__Task details__. Can you quote exactly the stretch of lines from the one with "Target: palace facade" through the final line of the material, both ends included?

(Position annotation records)
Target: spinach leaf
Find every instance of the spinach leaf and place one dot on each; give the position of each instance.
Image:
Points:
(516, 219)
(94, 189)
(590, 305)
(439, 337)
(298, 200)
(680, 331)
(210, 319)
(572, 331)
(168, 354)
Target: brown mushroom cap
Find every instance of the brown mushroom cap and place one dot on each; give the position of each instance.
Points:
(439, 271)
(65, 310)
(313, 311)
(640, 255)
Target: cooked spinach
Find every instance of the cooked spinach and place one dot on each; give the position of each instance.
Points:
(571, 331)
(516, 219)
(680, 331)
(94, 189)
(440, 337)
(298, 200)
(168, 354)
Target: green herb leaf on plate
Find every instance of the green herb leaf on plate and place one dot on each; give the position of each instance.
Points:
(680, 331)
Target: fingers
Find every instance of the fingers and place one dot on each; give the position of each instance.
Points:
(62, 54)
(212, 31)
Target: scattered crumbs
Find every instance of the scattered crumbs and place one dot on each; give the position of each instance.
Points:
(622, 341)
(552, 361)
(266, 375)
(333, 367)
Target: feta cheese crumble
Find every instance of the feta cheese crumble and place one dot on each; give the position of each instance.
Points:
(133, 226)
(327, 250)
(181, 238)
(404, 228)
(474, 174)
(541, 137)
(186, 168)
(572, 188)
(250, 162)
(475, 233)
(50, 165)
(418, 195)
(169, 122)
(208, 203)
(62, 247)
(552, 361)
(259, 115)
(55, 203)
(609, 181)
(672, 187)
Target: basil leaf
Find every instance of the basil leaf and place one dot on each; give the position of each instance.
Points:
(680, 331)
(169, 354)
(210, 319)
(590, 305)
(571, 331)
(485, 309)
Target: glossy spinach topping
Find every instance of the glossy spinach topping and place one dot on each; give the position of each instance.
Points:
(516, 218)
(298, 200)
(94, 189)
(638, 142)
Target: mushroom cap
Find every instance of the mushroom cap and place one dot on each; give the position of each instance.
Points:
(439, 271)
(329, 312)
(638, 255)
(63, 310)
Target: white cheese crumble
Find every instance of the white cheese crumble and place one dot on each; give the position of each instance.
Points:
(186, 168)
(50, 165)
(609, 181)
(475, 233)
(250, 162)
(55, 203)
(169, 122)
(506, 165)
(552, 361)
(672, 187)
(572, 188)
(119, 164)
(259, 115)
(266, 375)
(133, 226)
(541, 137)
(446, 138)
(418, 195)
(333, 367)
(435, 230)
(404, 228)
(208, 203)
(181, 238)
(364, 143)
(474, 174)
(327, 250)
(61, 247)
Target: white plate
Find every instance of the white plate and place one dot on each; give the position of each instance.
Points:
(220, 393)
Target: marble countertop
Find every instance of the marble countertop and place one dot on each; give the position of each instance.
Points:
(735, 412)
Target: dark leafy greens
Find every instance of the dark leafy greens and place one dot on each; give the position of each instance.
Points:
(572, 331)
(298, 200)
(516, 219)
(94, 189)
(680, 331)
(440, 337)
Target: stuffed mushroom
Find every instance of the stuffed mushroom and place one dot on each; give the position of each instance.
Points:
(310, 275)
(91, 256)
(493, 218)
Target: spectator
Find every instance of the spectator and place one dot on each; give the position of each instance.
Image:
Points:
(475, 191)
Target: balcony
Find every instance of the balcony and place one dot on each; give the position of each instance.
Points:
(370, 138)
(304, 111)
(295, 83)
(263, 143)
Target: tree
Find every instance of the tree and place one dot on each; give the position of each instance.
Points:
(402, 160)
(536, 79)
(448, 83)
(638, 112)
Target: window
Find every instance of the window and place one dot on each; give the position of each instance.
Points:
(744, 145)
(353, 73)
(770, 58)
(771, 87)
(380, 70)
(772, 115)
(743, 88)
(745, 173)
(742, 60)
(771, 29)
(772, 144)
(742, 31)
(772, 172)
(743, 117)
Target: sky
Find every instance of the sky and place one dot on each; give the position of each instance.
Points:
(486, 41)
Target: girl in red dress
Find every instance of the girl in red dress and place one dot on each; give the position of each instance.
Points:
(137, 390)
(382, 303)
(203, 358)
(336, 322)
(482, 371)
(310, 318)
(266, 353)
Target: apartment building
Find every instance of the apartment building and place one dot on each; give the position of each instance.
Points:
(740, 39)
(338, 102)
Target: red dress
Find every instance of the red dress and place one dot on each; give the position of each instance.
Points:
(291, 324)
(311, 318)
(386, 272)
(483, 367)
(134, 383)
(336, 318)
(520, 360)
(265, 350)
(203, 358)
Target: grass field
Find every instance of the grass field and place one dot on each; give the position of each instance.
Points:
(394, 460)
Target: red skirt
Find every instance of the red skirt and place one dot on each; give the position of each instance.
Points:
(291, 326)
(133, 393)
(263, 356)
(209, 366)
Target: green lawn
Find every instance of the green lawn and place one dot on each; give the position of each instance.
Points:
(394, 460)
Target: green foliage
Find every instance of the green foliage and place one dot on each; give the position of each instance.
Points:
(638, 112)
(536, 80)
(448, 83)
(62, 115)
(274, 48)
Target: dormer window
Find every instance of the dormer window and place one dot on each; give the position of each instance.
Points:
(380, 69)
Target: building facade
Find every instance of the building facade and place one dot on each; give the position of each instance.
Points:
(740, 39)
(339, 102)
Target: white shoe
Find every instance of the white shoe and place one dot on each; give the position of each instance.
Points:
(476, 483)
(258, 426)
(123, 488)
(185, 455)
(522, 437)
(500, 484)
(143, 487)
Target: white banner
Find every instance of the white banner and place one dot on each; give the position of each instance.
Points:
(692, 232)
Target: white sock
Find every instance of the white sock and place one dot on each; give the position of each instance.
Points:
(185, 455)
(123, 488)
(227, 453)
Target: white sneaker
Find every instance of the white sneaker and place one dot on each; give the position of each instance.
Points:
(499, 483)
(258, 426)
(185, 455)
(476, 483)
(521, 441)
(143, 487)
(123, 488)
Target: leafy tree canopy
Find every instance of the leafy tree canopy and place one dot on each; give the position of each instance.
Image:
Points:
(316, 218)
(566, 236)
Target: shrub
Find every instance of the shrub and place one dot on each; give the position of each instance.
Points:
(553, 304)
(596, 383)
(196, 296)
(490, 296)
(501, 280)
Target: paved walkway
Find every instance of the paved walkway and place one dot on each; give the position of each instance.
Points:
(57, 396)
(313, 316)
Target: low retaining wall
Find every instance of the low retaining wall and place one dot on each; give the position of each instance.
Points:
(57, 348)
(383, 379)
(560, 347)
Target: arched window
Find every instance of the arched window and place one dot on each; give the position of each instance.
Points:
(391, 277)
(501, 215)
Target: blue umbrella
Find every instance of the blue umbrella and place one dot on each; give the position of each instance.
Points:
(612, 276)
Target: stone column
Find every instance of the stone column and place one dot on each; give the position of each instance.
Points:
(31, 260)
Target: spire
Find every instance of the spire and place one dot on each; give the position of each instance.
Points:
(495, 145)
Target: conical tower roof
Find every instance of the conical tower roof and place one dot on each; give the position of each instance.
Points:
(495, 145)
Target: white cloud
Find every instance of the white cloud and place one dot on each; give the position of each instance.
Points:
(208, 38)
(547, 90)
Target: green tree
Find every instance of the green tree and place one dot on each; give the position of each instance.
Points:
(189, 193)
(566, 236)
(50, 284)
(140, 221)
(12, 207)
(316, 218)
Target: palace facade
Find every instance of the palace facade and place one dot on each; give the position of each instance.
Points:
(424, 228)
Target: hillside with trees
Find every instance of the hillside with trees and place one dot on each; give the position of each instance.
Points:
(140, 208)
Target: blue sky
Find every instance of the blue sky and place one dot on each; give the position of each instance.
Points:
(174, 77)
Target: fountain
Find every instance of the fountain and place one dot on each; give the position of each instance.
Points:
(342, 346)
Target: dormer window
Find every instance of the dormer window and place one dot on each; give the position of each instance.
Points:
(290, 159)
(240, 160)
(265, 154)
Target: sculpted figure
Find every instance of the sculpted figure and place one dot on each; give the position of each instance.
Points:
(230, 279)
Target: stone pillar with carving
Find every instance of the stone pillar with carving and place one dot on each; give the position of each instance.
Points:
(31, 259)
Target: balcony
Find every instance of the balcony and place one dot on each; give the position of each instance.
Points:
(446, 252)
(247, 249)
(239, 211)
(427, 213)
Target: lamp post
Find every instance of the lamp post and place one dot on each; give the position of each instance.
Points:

__Result of this task__.
Target: palace facade
Find every instance of the palace facade and place one dot on each; give the position of each instance.
Points:
(424, 228)
Target: hillside with trees
Find every instance of the hillside with trees and place one dot on each; give the position of each instance.
Points:
(140, 208)
Target: blue sky
Find every instance of the blue sky and place one dot on each; give the position of each instance.
Points:
(174, 77)
Target: fountain
Find every instance of the fountain and place one dot on each; give the position of each instance.
Points:
(342, 346)
Target: dormer window
Find every instance of the dormer window and place one dot on each; give the position of each instance.
Points:
(290, 159)
(240, 160)
(265, 154)
Target: sculpted figure
Find every instance of the sculpted figure and place one dot on each; give the position of each instance.
Points:
(230, 279)
Target: stone pillar with carving
Find every instance of the stone pillar with carving and place one dot on each; give the position of each instance.
Points:
(31, 259)
Target: balcony
Find every instance of the balcony and place one dot on each; give the position of each instance.
Points:
(446, 252)
(247, 249)
(239, 211)
(427, 213)
Target: lamp post
Find every instance of the lamp post and place one dot on each; give the position of each instance.
Points:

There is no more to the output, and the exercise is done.